Prompt
Rewrite the records as a numbered list, from the start of the records through the line with "[[972, 410]]", leaving out any blank lines.

○ ○ ○

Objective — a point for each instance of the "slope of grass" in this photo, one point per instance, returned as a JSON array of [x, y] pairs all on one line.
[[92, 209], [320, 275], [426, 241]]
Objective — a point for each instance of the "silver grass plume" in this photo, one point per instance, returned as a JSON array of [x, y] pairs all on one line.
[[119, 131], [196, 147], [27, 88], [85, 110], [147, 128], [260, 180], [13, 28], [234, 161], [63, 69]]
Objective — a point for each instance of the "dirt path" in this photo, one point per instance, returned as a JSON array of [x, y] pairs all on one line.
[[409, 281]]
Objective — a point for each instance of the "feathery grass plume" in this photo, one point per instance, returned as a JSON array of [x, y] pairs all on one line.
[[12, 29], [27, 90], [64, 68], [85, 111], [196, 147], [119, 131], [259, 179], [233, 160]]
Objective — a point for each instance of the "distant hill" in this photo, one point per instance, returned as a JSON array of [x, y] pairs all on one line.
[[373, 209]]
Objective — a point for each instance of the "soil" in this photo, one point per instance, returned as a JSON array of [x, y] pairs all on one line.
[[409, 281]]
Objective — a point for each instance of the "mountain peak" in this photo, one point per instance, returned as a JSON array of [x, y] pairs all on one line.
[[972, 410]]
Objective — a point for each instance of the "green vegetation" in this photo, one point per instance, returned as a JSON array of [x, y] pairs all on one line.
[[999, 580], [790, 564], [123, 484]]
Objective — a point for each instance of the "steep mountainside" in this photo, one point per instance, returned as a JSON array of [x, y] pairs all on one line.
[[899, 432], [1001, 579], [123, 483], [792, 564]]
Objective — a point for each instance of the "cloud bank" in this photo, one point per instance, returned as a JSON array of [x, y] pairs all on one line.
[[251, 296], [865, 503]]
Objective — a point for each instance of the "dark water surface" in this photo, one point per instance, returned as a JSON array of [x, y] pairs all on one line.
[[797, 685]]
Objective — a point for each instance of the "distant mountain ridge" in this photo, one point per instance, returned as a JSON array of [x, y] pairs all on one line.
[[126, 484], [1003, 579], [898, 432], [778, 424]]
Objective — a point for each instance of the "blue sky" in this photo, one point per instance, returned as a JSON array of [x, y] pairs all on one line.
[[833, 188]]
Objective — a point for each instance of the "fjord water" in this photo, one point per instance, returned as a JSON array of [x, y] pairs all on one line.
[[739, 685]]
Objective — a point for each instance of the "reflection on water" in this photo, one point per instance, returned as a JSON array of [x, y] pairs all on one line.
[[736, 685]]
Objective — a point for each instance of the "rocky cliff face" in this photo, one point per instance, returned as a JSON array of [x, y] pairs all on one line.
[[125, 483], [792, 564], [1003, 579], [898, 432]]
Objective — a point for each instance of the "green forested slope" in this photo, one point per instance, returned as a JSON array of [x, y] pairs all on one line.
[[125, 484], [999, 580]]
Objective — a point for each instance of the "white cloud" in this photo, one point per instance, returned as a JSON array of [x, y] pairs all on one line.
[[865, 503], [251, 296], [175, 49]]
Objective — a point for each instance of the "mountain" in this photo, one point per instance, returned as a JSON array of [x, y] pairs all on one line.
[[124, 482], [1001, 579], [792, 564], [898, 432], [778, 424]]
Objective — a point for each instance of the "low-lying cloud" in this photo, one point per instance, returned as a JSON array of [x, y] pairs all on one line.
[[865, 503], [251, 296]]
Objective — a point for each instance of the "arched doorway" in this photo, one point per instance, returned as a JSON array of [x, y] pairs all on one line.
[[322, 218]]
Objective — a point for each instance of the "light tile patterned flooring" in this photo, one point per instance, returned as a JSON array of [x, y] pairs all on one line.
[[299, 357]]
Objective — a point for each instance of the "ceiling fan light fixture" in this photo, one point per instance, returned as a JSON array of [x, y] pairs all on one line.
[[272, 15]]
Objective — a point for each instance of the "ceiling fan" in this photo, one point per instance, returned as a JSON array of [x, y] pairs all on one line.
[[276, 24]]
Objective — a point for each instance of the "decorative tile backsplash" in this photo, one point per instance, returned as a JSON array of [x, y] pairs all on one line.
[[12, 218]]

○ ○ ○

Right answer
1. Objective — a point for each instance of the "slope of grass" in this photo, one point per instance, returned as a JSON array of [x, y] pairs all on one line.
2. [[92, 209], [320, 275], [426, 241]]
3. Objective — a point for each instance of the "silver grass plume" in this photo, one point per instance, returned as a JSON array of [x, y] pairs all on one line.
4. [[119, 131], [196, 147], [27, 88], [85, 110], [147, 128], [260, 180], [13, 28], [234, 161], [63, 69]]
5. Objective — a point for each instance of the "dirt path" in this photo, one point per instance, returned as a JSON array of [x, y] pairs all on one line.
6. [[409, 281]]
7. Objective — a point for each instance of the "feathery grass plume" in this photo, one point per instance, returned as a JSON array of [x, y] pairs all on one line.
8. [[12, 29], [27, 90], [64, 68], [85, 111], [196, 147], [119, 131], [259, 179], [233, 160]]
9. Objective — a point for each instance of the "distant hill" in this photo, one point per instance, returned as a JSON array of [x, y] pairs all on one line.
10. [[373, 209]]
11. Objective — a point for each instance of the "soil" in this photo, one point per instance, returned as a JSON array of [x, y] pairs all on one line.
12. [[409, 281]]
13. Objective — a point for each instance of the "mountain peak" in this photo, one point per instance, returned as a JSON array of [x, y] pairs all on one line.
14. [[972, 410]]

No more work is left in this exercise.